• **TASK INPUT**:

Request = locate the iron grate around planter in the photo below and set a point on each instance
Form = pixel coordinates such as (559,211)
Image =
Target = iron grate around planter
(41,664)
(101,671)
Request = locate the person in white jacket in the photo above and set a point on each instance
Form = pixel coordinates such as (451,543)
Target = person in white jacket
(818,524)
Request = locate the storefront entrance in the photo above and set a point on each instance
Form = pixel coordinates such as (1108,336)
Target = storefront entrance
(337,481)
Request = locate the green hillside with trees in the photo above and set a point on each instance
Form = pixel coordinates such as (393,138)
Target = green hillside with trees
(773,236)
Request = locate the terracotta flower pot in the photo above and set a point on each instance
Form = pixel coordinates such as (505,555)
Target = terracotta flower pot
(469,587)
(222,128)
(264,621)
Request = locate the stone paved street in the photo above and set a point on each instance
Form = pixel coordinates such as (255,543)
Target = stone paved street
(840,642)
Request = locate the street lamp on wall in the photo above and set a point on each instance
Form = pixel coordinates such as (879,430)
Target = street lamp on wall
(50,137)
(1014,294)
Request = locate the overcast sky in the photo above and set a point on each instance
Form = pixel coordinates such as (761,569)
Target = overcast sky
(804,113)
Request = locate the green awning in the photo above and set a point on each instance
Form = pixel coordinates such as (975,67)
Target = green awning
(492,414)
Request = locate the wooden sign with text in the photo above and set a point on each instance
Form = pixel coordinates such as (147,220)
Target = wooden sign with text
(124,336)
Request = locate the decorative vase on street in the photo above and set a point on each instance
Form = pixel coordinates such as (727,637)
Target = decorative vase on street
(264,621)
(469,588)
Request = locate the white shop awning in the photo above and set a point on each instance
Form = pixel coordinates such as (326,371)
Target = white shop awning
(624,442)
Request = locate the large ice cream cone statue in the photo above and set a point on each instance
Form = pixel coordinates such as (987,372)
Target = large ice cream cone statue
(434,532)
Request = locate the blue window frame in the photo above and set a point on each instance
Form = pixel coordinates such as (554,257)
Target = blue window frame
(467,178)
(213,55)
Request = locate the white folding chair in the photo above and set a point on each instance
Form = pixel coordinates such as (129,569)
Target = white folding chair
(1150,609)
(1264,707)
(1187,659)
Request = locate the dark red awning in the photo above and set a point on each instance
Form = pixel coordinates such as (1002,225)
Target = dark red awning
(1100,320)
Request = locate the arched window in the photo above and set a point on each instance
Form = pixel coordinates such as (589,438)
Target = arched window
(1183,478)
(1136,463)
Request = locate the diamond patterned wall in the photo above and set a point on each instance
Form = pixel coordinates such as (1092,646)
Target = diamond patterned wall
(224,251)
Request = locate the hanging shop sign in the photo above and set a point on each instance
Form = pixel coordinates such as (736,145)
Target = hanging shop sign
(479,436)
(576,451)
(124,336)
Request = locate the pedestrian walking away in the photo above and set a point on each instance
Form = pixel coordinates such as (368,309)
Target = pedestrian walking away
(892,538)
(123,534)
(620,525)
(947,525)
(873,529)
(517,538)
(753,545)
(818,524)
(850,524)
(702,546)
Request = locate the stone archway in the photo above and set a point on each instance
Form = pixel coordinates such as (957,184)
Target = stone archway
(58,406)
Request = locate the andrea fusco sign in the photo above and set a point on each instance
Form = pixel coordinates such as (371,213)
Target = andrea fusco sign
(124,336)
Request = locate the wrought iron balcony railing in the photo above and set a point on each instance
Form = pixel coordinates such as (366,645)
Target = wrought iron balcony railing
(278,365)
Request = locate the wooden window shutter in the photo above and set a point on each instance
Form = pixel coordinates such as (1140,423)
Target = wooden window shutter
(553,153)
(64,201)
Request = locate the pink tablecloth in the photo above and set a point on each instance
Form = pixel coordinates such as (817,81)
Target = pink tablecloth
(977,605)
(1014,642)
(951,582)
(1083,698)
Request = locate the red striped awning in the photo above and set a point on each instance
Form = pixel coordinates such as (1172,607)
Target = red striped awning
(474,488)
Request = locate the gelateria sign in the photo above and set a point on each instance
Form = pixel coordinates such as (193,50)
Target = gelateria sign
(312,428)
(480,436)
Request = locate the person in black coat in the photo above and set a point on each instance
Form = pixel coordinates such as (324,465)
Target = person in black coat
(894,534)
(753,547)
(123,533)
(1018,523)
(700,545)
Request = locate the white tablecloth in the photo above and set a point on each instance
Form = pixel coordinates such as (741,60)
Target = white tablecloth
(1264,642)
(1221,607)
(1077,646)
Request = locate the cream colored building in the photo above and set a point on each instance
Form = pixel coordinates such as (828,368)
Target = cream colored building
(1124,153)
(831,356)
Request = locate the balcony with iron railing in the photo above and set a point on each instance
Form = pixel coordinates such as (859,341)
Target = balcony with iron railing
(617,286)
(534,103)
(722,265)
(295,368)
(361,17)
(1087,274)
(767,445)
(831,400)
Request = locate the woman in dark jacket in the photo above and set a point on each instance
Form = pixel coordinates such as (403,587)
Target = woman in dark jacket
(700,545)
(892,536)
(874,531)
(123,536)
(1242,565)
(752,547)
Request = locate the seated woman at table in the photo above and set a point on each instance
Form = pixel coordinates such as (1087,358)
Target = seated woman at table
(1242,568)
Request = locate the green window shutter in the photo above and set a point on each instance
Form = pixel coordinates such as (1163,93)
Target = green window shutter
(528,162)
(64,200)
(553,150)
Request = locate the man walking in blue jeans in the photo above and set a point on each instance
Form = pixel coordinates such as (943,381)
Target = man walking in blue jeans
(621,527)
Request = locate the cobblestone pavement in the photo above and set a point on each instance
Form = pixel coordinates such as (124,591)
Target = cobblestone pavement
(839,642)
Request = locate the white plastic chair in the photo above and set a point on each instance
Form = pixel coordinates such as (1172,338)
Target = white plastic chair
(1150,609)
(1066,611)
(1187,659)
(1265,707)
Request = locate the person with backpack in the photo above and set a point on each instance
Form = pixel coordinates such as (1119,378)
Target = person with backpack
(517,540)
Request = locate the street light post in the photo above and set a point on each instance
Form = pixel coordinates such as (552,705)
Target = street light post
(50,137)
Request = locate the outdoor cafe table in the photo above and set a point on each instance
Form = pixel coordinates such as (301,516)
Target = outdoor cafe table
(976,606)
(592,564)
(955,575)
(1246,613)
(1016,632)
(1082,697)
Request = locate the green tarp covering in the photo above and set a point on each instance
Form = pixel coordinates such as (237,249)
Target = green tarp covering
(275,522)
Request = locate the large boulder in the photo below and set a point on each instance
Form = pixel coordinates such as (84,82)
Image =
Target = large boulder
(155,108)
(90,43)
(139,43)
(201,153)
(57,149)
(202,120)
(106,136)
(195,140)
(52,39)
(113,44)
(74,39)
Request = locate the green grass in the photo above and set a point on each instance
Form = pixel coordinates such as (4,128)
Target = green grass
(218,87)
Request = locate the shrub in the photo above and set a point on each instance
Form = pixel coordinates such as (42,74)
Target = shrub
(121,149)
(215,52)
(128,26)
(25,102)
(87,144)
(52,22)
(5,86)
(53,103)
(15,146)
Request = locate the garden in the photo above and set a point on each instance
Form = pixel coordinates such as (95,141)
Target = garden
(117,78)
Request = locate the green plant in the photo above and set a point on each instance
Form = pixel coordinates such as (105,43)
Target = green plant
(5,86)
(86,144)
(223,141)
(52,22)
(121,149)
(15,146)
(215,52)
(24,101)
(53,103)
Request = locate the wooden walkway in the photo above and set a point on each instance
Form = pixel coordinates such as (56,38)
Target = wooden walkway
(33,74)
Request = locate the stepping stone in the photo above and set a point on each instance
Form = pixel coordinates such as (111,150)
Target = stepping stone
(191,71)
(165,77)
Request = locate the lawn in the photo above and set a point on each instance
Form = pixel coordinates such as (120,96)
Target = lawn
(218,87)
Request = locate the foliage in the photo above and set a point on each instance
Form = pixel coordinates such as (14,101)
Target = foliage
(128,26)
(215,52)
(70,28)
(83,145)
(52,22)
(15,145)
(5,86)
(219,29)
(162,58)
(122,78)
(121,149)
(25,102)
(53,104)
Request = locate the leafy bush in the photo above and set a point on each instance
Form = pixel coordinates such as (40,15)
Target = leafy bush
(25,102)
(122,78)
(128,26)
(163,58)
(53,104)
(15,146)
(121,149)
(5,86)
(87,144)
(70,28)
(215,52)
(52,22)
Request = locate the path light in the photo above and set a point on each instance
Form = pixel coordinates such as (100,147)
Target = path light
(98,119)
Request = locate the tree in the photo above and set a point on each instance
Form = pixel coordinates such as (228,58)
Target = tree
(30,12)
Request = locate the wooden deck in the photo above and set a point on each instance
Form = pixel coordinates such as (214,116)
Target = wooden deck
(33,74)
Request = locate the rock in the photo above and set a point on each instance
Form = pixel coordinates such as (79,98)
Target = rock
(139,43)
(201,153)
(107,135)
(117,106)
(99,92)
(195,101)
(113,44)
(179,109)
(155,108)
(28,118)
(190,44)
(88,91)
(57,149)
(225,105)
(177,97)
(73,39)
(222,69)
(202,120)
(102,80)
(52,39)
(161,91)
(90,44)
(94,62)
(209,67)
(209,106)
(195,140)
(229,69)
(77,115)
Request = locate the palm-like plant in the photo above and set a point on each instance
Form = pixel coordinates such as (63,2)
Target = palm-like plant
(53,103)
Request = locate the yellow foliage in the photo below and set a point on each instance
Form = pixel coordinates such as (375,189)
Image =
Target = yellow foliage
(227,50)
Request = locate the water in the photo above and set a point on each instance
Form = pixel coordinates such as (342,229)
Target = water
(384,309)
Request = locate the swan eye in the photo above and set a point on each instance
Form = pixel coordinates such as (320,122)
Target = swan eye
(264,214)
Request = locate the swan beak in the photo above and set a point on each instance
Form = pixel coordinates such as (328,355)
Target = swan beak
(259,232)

• **WHAT IS ASKED**: From the line holding "Request = locate the palm-like" down to the final line above, quote every line exactly and only those lines.

• **THE OUTPUT**:
Request = locate the palm-like plant in the photo above and set a point on each instance
Form = pixel coordinates such as (63,2)
Target = palm-like plant
(53,103)
Request = locate the yellow foliage in the photo below and set a point on each instance
Form = pixel coordinates such as (375,189)
Image =
Target = yellow foliage
(227,50)
Request = locate the water in the photo above and set a point on each instance
Form = pixel coordinates such as (342,229)
Target = water
(384,309)
Request = locate the swan eye in the photo above and set a point on each instance
Form = pixel coordinates such as (320,122)
Target = swan eye
(264,214)
Request = locate the swan beak in the photo above and set a point on each instance
Form = pixel coordinates such as (328,355)
Target = swan beak
(259,232)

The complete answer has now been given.